● Exercise objective:
Write out the complete material exactly as it stands.

● Task material:
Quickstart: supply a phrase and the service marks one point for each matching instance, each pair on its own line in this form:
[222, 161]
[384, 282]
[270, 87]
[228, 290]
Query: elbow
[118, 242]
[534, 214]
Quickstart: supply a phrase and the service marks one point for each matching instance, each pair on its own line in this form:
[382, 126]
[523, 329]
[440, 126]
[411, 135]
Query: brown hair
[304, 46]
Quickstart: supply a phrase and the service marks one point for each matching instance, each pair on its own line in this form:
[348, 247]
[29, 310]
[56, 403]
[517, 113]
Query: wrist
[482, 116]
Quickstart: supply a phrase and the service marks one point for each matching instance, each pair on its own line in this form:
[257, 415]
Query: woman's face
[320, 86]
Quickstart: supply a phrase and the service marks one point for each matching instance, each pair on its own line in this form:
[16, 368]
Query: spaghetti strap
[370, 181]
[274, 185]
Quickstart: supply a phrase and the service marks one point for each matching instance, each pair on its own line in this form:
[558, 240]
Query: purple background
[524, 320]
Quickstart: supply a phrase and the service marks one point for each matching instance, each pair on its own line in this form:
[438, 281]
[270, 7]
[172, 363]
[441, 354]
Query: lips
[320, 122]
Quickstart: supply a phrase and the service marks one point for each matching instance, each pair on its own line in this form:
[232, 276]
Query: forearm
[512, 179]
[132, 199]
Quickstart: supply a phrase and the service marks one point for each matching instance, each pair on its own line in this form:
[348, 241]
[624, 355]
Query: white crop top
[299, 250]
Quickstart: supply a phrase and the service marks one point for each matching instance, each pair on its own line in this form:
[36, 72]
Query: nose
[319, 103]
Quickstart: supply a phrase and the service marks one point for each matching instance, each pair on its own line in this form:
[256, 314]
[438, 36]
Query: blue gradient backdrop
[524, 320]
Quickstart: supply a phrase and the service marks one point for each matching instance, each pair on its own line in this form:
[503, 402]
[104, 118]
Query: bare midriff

● Result for this task:
Quickstart: supply a phrase and the service marks one point for each matching instance, each pair on its own line in this form:
[222, 161]
[384, 282]
[270, 87]
[228, 290]
Query: elbow
[118, 242]
[534, 214]
Quickstart: supply a phrase and the service marks one point for each matching instance, each pair on its own line in this form:
[382, 126]
[523, 329]
[440, 126]
[411, 135]
Query: brown hair
[304, 46]
Quickstart: supply a phrase and the service marks one point for each matching instance, each pair on its own line in this form:
[348, 247]
[29, 310]
[56, 403]
[517, 113]
Query: wrist
[482, 116]
Quickstart: supply a phrase and the service marks one point for each matching instance, each pair on its own line in this form:
[257, 415]
Query: woman's face
[320, 86]
Quickstart: supply a phrase and the service marks one point for each matching instance, each pair on its own line in this form:
[16, 368]
Query: spaghetti strap
[370, 181]
[274, 185]
Quickstart: supply a phrase and the service marks one point for each matching instance, each pair on its own line in this form:
[558, 240]
Query: purple background
[524, 320]
Quickstart: supply a phrase and the service marks one point for each matching instance, each pair on its own line in this form:
[438, 281]
[270, 7]
[172, 363]
[441, 354]
Query: lips
[320, 122]
Quickstart: supply a phrase and the service marks one point for each matching instance, each pair on its own line in this form:
[232, 276]
Query: forearm
[512, 179]
[132, 199]
Quickstart: supply a phrase and the service marks one point for each matching instance, each pair on its own line in this form:
[348, 241]
[624, 355]
Query: white crop top
[299, 250]
Quickstart: supply a phrase and the service marks one point for each matching instance, each pair on its own line in this form:
[36, 72]
Query: nose
[319, 103]
Quickstart: supply a phrase and the service marks one point for each matching instance, each pair on its own line in this form:
[256, 314]
[438, 36]
Query: blue gradient backdrop
[524, 320]
Quickstart: supply a phrase and the service marks one point for each matching instance, each pair on its own line in this form:
[503, 402]
[104, 118]
Query: bare midriff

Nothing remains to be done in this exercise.